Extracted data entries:
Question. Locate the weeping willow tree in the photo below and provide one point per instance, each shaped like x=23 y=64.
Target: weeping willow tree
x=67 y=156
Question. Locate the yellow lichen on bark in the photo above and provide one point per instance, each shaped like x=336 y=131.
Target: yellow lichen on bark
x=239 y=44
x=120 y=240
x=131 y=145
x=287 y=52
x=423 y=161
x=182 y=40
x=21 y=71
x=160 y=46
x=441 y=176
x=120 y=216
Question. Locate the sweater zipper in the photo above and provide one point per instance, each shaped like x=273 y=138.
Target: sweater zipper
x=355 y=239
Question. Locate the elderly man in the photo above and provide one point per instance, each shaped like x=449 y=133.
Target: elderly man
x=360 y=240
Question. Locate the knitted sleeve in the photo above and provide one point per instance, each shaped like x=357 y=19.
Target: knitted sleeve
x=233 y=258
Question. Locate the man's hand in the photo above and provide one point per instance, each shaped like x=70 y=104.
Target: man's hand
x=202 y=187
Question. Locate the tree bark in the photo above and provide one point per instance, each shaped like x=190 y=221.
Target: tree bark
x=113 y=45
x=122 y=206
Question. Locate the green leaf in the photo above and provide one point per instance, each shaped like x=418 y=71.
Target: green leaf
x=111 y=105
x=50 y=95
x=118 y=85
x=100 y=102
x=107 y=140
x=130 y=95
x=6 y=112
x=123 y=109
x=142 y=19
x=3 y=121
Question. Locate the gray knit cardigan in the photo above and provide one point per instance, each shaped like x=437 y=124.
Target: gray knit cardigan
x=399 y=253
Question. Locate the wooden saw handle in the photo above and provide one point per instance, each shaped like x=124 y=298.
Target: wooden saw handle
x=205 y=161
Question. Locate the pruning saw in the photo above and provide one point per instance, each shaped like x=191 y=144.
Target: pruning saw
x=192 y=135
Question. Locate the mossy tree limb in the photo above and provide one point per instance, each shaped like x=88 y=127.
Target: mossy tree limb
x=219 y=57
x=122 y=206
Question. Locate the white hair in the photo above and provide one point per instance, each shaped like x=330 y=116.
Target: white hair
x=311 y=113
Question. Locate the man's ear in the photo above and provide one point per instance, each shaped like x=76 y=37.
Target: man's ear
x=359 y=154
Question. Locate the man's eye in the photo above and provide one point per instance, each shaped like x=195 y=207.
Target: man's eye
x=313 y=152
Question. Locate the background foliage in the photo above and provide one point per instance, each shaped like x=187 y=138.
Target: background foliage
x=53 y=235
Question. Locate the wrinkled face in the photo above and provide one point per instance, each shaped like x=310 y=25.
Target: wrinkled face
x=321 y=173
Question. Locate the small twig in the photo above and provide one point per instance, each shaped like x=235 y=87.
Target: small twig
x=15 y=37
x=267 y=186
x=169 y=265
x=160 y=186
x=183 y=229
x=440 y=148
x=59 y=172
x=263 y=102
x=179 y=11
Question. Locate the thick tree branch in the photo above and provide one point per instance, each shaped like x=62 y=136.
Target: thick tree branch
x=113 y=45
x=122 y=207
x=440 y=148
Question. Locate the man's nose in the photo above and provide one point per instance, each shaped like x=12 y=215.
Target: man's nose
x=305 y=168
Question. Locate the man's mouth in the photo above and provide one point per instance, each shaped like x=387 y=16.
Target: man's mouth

## Action item
Write out the records in full, exactly as they appear above.

## Output for this task
Question. Locate the weeping willow tree in the photo below and provide one point per instance, each shaped like x=23 y=64.
Target: weeping willow tree
x=67 y=156
Question. Locate the yellow lichen on bark in the photo above and provide one point per instance, each shaped like x=336 y=131.
Target: yellow lichen on bark
x=239 y=44
x=120 y=240
x=131 y=145
x=287 y=52
x=423 y=161
x=182 y=40
x=21 y=71
x=160 y=46
x=441 y=176
x=120 y=216
Question. Locate the sweater zipper in the photo above and provide one point per instance, each shaped like x=273 y=138.
Target: sweater zipper
x=355 y=239
Question. Locate the elderly man in the photo above and provide one point per instance, each shaped like x=449 y=133.
Target: elderly man
x=360 y=240
Question. Locate the knitted sleeve in the photo above and provide one point per instance, each shaped like x=357 y=19.
Target: knitted sleeve
x=233 y=258
Question. Locate the man's hand in the photo above and provide one point per instance, each shaped like x=70 y=104.
Target: man's hand
x=202 y=187
Question. Locate the tree bark in the photo above and provide one point per instance, each shaped like x=190 y=221.
Target: tree bark
x=113 y=45
x=122 y=206
Question. Locate the green leaf in the photo above and provide one point per instance, each shaped like x=418 y=71.
Target: green leaf
x=111 y=105
x=50 y=95
x=118 y=85
x=100 y=102
x=107 y=140
x=130 y=95
x=6 y=112
x=123 y=109
x=142 y=19
x=3 y=121
Question. Locate the gray knit cardigan in the photo above and provide one point per instance, each shaped like x=437 y=124.
Target: gray knit cardigan
x=399 y=253
Question. Locate the wooden saw handle in the photo above and provide one point per instance, each shaped like x=124 y=298.
Target: wooden saw handle
x=205 y=161
Question. Locate the pruning saw in the photo above and provide one point per instance, each shaped like x=191 y=144.
Target: pruning saw
x=192 y=135
Question. Locate the mossy tree limb in the photo above and provide one point per instance, each shaped like x=88 y=127.
Target: mossy tree limb
x=219 y=57
x=122 y=206
Question. Locate the white hair in the photo above and provide one point per instance, each shaped like x=330 y=116.
Target: white hair
x=311 y=113
Question. Locate the man's ear in the photo above and provide one point per instance, each shaped like x=76 y=37.
Target: man's ear
x=359 y=154
Question. Locate the man's eye in the photo above and provide one point per instance, each shaped like x=195 y=207.
Target: man's eye
x=313 y=152
Question. Locate the background foliage in the photo above and provide one point per instance, each shaped like x=187 y=138.
Target: background foliage
x=53 y=235
Question. Locate the wrinkled face in the photo above and provide one point per instance, each shaped like x=310 y=25.
Target: wrinkled face
x=321 y=173
Question. Locate the small twig in the photo above and provide one point per instance, each shaped like x=235 y=87.
Target: small twig
x=15 y=37
x=267 y=186
x=169 y=265
x=160 y=186
x=183 y=229
x=440 y=148
x=59 y=172
x=263 y=102
x=179 y=11
Question. Locate the thick tree branch in the photo above and provide one point per instance, each shaped like x=62 y=136.
Target: thick tree branch
x=113 y=45
x=122 y=207
x=440 y=148
Question. Locate the man's nose in the photo above and provide one point per instance, each shaped like x=12 y=215.
Target: man's nose
x=305 y=168
Question. Locate the man's mouth in the photo above and provide one point per instance, each shaped like x=387 y=16.
Target: man's mouth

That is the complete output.